Design delay circuit

P

Pazzeo

Guest
Hi all i have a problem. In my circuit i have intoduced a delay time with a
coaxial cable, the delay time is approximately 30 ns. My question is: Is
there a solution without a coaxial cable??
Please help me I'm deprived of hope!!
Thanks very much!
Bye Bye
Pazzeo
 
Pazzeo wrote:
Hi all i have a problem. In my circuit i have intoduced a delay time
with a coaxial cable, the delay time is approximately 30 ns. My
question is: Is there a solution without a coaxial cable??
Please help me I'm deprived of hope!!
Thanks very much!
Bye Bye
Pazzeo
You can get passive LC delay lines in 8 pin DIL packages.

http://www.google.co.uk/search?q=passive+delay+line
 
Bongiorno Pazzeo,

Passive delay lines are one solution but they tend to be a bit costly. Another solution is a simple LC delay. It depends what you want to delay. If it's digital then an LC followed by a Schmitt trigger would be what I would do.

If it is high frequency analog stuff then you would have to crack out the Williams Filter Design Handbook to design it with discrete parts. Or, as Andrew suggested, use delay lines. Keep in mind that delay lines need to be carefully matched for their characteristic impedance. Otherwise their frequency response looks like a pretzel. I usually drive them with a current source and terminate the end of the line with whatever the data sheet says it wants.

Just don't expect a 30nsec delay line to give you hundreds of MHz of bandwidth. If you need large bandwidth the coax is the ticket. You could use a small one and curl it up if space is a problem.

Regards, Joerg

http://www.analogconsultants.com
 
On Wed, 12 Jan 2005 00:50:03 GMT, Joerg
<notthisjoergsch@removethispacbell.net> wrote:

Bongiorno Pazzeo,

Passive delay lines are one solution but they tend to be a bit costly. Another solution is a simple LC delay. It depends what you want to delay. If it's digital then an LC followed by a Schmitt trigger would be what I would do.

If it is high frequency analog stuff then you would have to crack out the Williams Filter Design Handbook to design it with discrete parts. Or, as Andrew suggested, use delay lines. Keep in mind that delay lines need to be carefully matched for their characteristic impedance. Otherwise their frequency response looks like a pretzel. I usually drive them with a current source and terminate the end of the line with whatever the data sheet says it wants.

Just don't expect a 30nsec delay line to give you hundreds of MHz of bandwidth. If you need large bandwidth the coax is the ticket. You could use a small one and curl it up if space is a problem.

Regards, Joerg

http://www.analogconsultants.com
Of course, it's only about 20' of coax ;-)

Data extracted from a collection
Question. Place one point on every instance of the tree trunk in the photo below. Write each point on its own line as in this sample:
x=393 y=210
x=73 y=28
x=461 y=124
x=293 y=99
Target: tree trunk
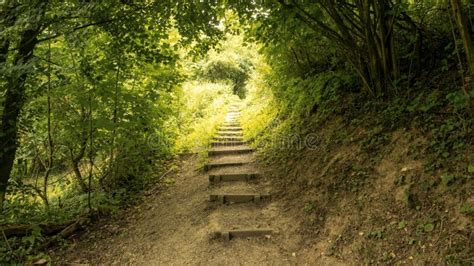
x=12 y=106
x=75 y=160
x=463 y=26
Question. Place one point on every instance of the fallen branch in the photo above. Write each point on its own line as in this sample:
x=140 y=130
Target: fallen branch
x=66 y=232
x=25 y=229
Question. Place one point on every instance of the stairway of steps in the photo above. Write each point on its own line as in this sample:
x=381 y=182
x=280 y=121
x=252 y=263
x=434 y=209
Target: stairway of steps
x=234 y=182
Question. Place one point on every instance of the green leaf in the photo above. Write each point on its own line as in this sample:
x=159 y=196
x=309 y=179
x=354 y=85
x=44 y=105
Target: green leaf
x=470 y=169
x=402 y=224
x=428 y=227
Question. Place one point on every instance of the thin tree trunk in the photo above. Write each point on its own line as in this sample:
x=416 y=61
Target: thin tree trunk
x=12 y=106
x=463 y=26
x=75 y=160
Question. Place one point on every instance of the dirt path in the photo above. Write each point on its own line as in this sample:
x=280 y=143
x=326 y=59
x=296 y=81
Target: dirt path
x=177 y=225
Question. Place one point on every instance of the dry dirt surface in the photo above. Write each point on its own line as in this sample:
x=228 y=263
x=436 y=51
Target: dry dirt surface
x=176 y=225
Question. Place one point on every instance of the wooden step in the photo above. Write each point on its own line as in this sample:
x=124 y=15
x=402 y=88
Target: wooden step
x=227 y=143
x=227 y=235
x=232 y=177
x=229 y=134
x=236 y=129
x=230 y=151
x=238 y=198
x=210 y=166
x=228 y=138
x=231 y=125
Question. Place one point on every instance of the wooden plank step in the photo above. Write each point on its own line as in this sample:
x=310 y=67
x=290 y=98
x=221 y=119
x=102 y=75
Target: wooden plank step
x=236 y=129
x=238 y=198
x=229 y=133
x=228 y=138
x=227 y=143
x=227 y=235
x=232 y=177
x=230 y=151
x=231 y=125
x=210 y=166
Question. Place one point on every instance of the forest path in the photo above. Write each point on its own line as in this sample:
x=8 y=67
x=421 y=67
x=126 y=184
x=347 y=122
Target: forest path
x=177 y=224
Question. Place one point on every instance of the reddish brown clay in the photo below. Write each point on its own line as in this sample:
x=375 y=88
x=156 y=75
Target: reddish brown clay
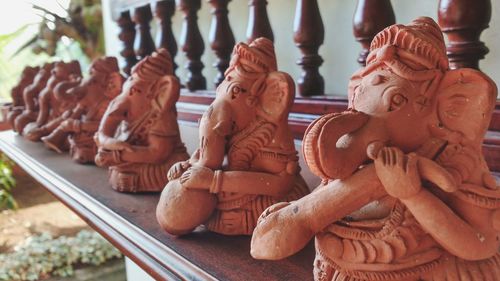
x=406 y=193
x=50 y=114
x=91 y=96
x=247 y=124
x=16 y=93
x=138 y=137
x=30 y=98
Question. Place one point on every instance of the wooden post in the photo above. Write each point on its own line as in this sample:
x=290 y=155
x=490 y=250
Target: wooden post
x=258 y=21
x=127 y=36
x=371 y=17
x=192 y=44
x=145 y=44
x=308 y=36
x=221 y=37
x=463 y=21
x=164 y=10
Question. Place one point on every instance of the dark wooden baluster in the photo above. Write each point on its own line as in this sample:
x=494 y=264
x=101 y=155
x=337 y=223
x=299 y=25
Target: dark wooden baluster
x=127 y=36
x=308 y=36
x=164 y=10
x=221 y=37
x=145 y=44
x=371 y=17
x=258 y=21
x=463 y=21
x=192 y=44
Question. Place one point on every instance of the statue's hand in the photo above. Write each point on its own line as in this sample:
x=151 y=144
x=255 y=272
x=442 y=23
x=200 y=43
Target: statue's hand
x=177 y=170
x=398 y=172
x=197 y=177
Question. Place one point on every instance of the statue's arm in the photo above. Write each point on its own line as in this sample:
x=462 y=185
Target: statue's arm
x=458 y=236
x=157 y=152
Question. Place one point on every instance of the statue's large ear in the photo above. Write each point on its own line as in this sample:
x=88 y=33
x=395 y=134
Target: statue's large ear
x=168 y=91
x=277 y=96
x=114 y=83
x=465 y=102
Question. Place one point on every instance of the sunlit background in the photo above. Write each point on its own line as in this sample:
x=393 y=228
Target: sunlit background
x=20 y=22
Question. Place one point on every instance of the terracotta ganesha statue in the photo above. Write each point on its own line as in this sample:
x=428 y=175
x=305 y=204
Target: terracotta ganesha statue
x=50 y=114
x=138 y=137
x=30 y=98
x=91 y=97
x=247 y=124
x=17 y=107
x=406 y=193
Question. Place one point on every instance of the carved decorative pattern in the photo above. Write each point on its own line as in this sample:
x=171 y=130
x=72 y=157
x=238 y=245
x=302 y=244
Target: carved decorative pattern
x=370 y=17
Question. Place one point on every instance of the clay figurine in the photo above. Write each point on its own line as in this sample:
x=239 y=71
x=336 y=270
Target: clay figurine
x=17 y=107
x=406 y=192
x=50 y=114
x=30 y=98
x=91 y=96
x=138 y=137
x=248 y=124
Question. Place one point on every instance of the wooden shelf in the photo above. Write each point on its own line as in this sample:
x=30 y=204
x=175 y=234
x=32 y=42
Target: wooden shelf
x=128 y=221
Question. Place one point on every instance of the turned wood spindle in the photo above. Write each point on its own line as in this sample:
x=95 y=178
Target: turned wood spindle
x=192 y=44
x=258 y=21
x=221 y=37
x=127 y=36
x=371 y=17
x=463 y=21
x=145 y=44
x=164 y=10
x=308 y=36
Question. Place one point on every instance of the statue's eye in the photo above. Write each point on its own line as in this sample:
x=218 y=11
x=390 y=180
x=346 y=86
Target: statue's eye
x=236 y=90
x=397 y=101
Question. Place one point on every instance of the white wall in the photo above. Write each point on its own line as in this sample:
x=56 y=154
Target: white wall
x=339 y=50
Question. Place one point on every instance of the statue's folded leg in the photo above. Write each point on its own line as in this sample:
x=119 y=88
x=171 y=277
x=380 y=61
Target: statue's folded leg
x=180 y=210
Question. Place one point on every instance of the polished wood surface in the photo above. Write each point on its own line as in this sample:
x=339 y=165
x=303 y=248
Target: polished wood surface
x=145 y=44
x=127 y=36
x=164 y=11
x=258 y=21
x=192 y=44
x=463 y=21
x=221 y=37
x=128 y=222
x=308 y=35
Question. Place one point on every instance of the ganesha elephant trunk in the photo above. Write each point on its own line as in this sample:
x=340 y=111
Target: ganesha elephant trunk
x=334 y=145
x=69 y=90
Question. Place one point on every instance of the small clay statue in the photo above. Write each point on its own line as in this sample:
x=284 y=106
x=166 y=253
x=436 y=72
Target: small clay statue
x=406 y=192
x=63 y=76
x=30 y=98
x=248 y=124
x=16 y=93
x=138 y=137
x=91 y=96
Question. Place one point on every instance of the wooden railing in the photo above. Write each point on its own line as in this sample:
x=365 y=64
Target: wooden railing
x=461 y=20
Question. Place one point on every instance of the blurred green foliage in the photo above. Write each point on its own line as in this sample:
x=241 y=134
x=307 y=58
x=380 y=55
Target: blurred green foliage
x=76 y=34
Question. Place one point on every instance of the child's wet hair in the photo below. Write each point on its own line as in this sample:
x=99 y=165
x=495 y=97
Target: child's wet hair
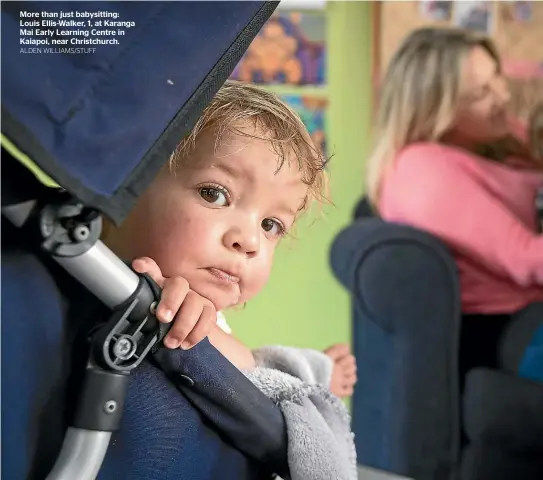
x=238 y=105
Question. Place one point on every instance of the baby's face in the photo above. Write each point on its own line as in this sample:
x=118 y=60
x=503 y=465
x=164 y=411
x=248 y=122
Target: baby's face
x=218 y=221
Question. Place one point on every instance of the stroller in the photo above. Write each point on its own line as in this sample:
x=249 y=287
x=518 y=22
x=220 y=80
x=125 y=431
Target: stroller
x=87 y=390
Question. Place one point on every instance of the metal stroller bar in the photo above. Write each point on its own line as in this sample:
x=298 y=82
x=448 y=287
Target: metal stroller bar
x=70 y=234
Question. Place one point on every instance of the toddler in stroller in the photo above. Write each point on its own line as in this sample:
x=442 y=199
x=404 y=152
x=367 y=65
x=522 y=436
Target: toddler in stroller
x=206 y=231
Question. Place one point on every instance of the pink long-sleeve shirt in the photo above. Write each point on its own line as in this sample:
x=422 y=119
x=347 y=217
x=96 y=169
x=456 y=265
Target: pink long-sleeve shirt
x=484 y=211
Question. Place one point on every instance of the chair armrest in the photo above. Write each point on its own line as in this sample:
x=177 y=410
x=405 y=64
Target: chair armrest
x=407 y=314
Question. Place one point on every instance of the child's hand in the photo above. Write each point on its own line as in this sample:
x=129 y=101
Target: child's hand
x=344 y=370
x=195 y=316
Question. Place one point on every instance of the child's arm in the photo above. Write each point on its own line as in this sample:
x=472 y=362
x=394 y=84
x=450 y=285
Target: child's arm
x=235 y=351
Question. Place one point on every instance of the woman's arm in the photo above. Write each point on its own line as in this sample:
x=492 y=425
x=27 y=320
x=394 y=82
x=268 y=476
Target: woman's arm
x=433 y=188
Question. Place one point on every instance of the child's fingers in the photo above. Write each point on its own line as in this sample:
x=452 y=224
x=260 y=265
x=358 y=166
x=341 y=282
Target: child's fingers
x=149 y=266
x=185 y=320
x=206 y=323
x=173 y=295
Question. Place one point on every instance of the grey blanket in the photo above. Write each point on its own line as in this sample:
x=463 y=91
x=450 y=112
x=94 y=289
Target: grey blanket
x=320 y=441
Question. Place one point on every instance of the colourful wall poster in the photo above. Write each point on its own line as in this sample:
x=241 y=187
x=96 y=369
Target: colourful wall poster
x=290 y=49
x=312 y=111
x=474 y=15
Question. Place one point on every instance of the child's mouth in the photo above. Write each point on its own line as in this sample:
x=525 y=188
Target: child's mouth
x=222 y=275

ACTIONS TO TAKE |
1/ Reproduce verbatim the lines of the records, starting with the line that contains "Question. Place one point on every instance of the grey" and going on through the final line of the records.
2/ Write a continuation of the forum thread on designing a delay circuit without coaxial cable, beginning after its last line.

EXPECTED RESULTS |
1/
Question. Place one point on every instance of the grey blanket in the photo above. Write each point on its own line as in this sample:
x=463 y=91
x=450 y=112
x=94 y=289
Target: grey blanket
x=320 y=441
Question. Place one point on every instance of the colourful wall poster in the photo above. Write each point on its own line as in this sample:
x=241 y=187
x=96 y=369
Target: colourful wall poster
x=290 y=49
x=312 y=111
x=474 y=15
Question. Place one point on every instance of the child's mouth in the photo above. Write each point on its own line as in this sample:
x=525 y=188
Target: child's mouth
x=222 y=275

2/
...Jim Thompson
--
| James E.Thompson, P.E. | mens |
| Analog Innovations, Inc. | et |
| Analog/Mixed-Signal ASIC's and Discrete Systems | manus |
| Phoenix, Arizona Voice:(480)460-2350 | |
| E-mail Address at Website Fax:(480)460-2142 | Brass Rat |
| http://www.analog-innovations.com | 1962 |

I love to cook with wine. Sometimes I even put it in the food.
 
Hi Jim,

Of course, it's only about 20' of coax ;-)
Yes, but I have seen longer delay lines than that. If you take the good
stuff (mil) it can be a tiny coax and then the rolled up package isn't
so bad. Some lowpass effect can be compensated so even lossier stuff can
suffice if $$$ is an issue.

Once I did that the poor man's way. I cracked out the old Motorola MECL
book to calculate the Z and meandered the line between VCC and GND
planes. Worked great and cost next to nothing. It just looked odd, but
only on the plotted layout.

Regards, Joerg

http://www.analogconsultants.com
 
Hi Jim,

Can you just roll it up on a cylindrical form, or are there coupling
issues to watch for?
I meandered it and used ground fingers plus vias in between. That scheme
should be doable as a coil as well.

Regards, Joerg

http://www.analogconsultants.com
 
Jim Thompson wrote:

Just don't expect a 30nsec delay line to give you hundreds of MHz of


Of course, it's only about 20' of coax ;-)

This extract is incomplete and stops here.